Scan the entries line by line and return those with "metal".

++++ INFORMATION SHOWN

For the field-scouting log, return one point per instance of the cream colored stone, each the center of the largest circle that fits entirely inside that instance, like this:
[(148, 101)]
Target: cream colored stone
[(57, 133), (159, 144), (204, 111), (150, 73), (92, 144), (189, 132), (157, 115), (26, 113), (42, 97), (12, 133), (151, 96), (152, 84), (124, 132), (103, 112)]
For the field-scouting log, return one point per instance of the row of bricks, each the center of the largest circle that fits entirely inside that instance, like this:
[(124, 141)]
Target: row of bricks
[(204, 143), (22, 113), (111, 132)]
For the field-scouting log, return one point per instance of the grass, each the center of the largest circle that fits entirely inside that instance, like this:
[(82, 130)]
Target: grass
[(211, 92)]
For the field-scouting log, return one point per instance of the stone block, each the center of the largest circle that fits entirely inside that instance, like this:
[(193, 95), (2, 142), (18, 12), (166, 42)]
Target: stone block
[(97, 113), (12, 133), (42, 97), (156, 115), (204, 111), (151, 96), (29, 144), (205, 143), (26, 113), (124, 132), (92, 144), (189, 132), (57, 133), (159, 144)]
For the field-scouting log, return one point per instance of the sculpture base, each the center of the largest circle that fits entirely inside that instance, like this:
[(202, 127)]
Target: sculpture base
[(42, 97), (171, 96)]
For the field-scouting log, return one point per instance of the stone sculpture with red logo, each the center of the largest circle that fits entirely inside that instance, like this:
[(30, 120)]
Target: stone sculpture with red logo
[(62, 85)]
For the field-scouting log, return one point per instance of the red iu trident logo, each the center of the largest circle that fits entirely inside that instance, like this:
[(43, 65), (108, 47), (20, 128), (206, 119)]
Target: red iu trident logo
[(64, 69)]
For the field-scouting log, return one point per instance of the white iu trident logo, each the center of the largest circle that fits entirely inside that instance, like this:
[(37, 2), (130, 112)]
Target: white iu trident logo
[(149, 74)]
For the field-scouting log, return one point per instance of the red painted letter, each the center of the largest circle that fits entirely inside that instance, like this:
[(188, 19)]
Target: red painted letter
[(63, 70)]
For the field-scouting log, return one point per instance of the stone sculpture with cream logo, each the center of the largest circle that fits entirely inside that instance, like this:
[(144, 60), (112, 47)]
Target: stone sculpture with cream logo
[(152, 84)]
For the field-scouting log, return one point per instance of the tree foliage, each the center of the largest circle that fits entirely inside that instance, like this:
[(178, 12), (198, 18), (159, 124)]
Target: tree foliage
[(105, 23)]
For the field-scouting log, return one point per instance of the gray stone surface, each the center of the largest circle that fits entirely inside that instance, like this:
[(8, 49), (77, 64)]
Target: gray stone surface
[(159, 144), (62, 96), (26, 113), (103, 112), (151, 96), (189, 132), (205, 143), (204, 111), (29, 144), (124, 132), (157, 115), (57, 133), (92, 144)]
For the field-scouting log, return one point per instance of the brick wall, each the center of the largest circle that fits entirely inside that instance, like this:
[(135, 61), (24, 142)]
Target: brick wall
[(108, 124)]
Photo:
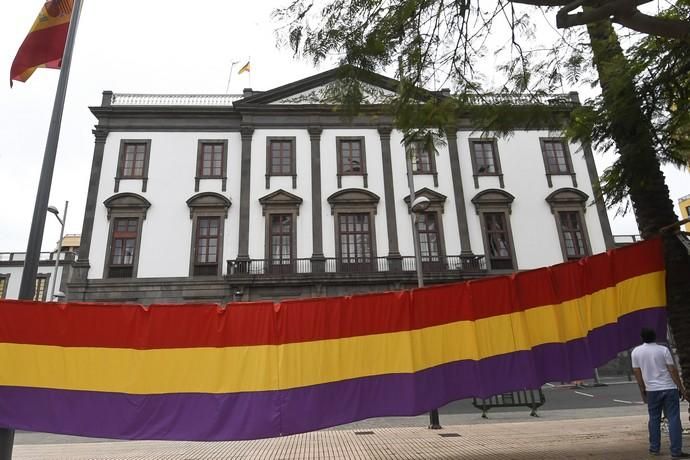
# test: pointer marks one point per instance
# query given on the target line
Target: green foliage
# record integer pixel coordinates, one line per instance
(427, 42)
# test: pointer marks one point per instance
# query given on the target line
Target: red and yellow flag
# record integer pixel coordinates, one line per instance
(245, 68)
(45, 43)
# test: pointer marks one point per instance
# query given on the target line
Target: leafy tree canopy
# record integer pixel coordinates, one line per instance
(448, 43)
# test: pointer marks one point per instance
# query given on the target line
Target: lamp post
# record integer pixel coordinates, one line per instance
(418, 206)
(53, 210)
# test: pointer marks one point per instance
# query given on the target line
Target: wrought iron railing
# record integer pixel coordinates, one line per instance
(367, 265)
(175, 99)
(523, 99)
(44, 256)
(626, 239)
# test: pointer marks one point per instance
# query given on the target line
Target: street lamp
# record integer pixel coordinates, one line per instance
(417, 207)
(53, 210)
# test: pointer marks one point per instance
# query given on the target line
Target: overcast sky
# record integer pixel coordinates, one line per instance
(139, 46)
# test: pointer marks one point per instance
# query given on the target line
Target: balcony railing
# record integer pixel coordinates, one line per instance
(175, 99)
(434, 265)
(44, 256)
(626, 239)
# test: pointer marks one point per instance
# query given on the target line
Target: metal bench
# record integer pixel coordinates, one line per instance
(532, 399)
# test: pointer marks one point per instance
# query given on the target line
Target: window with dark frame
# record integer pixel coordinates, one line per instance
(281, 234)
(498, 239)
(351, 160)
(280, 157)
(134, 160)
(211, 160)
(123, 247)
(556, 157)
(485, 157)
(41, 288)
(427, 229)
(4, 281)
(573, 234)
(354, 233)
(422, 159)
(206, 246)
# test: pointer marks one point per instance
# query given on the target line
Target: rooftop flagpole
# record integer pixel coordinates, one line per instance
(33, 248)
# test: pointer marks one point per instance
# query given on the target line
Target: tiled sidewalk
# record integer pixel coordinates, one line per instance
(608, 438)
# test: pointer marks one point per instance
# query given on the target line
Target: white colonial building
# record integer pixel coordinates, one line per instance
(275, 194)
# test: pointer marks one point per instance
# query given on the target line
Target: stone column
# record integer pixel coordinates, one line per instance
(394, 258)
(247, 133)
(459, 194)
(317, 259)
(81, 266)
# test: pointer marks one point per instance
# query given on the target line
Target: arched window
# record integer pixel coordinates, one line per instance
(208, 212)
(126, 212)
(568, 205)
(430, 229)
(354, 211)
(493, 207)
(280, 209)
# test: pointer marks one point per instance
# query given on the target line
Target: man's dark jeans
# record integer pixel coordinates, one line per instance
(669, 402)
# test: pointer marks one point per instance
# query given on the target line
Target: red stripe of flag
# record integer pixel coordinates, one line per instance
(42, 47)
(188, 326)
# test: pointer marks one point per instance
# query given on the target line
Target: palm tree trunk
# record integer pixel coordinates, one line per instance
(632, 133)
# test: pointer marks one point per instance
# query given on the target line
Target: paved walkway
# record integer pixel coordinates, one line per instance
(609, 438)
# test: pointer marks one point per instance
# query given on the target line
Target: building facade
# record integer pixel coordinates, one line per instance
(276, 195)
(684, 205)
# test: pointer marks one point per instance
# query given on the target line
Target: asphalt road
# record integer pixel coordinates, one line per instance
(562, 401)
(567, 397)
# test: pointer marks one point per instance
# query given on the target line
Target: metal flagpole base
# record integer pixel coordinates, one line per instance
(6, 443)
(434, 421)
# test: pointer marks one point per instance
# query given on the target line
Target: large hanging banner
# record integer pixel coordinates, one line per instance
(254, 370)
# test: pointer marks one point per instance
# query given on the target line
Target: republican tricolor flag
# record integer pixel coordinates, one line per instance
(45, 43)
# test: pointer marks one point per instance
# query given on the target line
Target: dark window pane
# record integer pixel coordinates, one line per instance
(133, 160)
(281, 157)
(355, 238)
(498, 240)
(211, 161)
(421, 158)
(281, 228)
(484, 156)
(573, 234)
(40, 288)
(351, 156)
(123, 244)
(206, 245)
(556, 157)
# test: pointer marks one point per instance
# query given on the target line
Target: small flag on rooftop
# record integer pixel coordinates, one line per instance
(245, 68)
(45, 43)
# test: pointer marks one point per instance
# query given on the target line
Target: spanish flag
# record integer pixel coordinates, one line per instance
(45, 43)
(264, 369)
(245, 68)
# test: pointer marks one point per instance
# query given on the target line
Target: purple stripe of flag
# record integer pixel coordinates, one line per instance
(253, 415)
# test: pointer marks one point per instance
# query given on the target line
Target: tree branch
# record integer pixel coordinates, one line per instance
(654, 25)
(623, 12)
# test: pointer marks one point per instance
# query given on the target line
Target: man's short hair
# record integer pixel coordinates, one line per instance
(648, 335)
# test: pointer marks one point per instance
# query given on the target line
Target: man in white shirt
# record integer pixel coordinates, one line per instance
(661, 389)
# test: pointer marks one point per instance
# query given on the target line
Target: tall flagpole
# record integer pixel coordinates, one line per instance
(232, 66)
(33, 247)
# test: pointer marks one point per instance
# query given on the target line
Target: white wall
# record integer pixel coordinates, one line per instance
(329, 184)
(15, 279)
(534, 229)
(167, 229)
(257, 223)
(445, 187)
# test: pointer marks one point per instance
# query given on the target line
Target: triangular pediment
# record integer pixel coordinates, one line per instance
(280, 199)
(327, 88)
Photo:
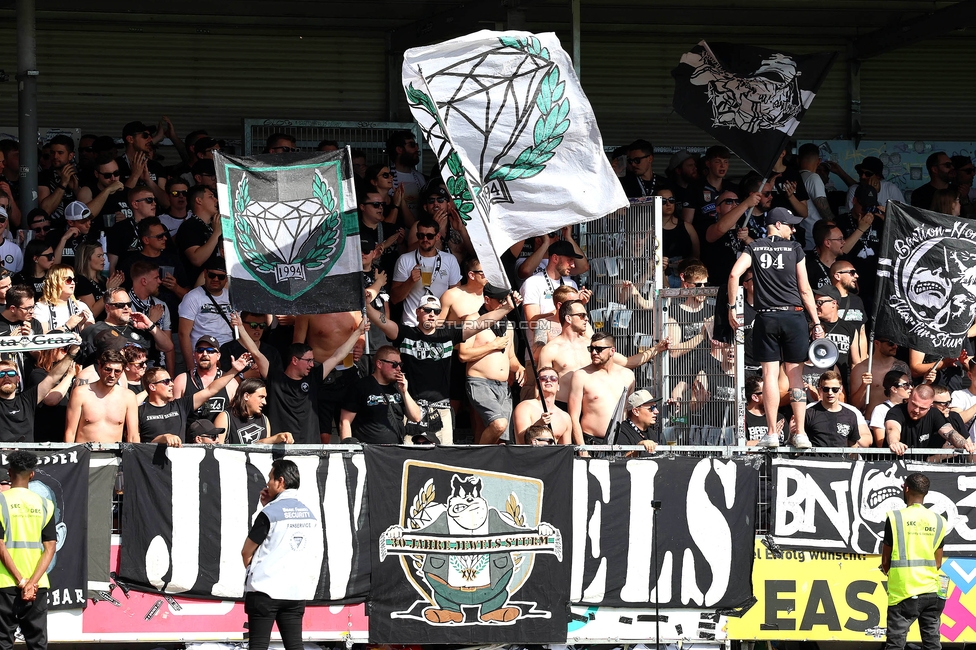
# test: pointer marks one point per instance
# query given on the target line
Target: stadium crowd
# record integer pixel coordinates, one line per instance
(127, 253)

++++++++

ANSWER BOX:
Target: metal bench
Target: metal flagpole base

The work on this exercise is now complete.